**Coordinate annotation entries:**
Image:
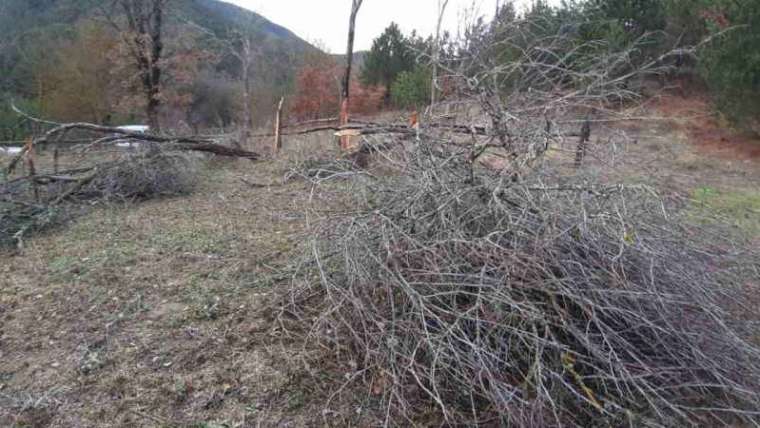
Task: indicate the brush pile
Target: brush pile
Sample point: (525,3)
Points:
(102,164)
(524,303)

==

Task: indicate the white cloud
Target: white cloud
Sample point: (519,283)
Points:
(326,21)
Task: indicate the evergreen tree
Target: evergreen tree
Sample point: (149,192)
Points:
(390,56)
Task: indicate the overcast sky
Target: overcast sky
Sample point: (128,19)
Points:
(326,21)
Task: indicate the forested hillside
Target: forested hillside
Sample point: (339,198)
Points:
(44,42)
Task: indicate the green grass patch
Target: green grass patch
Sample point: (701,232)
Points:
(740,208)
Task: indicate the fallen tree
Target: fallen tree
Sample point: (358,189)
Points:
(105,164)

...

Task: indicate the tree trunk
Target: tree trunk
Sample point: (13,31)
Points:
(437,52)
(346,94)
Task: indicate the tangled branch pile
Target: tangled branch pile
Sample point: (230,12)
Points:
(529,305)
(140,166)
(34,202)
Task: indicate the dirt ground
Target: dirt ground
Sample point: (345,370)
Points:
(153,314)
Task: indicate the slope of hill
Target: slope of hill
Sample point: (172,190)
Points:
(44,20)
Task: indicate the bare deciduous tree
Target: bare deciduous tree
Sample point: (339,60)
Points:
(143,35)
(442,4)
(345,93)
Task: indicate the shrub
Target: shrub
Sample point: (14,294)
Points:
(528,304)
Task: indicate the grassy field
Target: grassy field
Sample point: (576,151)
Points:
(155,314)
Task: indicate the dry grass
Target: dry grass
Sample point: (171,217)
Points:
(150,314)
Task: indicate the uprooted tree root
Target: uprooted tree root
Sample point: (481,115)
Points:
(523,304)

**Task description:** Determine how many lines of the data above contain the string "field". Reply with the number alone.

**Task output:** 2